_Task details_
Arrange the entries below as a numbered list with blank lines omitted, covering the part that opens with the first line and closes with the line containing "column 70, row 142", both included. List nothing past that line.

[Data records]

§ §

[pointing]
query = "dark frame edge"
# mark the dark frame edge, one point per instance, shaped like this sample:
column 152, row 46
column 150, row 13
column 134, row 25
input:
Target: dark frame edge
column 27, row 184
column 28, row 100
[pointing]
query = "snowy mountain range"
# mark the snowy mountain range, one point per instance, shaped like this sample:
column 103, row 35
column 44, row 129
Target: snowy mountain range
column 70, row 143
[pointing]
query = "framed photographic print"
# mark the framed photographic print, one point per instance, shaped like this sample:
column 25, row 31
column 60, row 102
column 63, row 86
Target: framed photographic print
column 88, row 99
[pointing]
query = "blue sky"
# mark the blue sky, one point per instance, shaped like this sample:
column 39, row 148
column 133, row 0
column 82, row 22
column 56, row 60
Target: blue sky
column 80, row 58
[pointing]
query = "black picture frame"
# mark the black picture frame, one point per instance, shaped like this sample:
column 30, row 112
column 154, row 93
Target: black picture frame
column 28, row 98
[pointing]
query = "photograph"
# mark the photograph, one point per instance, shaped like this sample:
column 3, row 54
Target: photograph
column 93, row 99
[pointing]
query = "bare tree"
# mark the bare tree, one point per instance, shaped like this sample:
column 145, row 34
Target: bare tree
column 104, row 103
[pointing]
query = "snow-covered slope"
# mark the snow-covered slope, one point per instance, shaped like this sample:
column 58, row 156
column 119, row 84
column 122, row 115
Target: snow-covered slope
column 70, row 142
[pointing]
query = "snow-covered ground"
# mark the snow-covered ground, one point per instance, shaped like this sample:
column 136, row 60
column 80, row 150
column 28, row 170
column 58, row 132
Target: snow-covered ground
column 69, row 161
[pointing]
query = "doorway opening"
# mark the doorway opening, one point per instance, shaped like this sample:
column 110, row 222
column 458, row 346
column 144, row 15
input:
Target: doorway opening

§ §

_Result of the task_
1. [pointing]
2. query = "dark frame edge"
3. # mark the dark frame edge, one point per instance, shaped like this sample:
4. column 152, row 46
5. column 150, row 13
6. column 134, row 25
7. input:
8. Target: dark frame edge
9. column 27, row 184
10. column 28, row 100
11. [pointing]
12. query = "snowy mountain range"
13. # mark the snowy mountain range, one point per instance, shaped like this sample:
14. column 103, row 35
15. column 44, row 129
16. Target: snowy mountain range
17. column 70, row 143
18. [pointing]
19. query = "framed photographic print"
20. # mark the framed photographic print, one point per instance, shaped like this sample:
21. column 25, row 31
22. column 60, row 102
23. column 63, row 86
24. Target: framed photographic print
25. column 88, row 99
26. [pointing]
27. query = "blue sky"
28. # mark the blue sky, one point per instance, shaped like this sample:
29. column 39, row 148
30. column 133, row 0
31. column 82, row 22
32. column 56, row 60
33. Target: blue sky
34. column 80, row 58
35. [pointing]
36. query = "black picture frame"
37. # mark the black picture frame, one point per instance, shaped like this sample:
38. column 30, row 112
39. column 154, row 93
40. Target: black picture frame
41. column 28, row 98
42. [pointing]
43. query = "photograph"
44. # mark the photograph, one point per instance, shaped like this sample:
45. column 3, row 54
46. Target: photograph
47. column 93, row 99
48. [pointing]
49. query = "bare tree"
50. # mark the bare tree, one point per instance, shaped like this sample:
51. column 145, row 34
52. Target: bare tree
53. column 104, row 103
54. [pointing]
55. query = "snow-covered slope"
56. # mark the snow-covered slope, one point per instance, shaped like this sample:
57. column 58, row 156
58. column 119, row 84
59. column 122, row 115
60. Target: snow-covered slope
61. column 70, row 142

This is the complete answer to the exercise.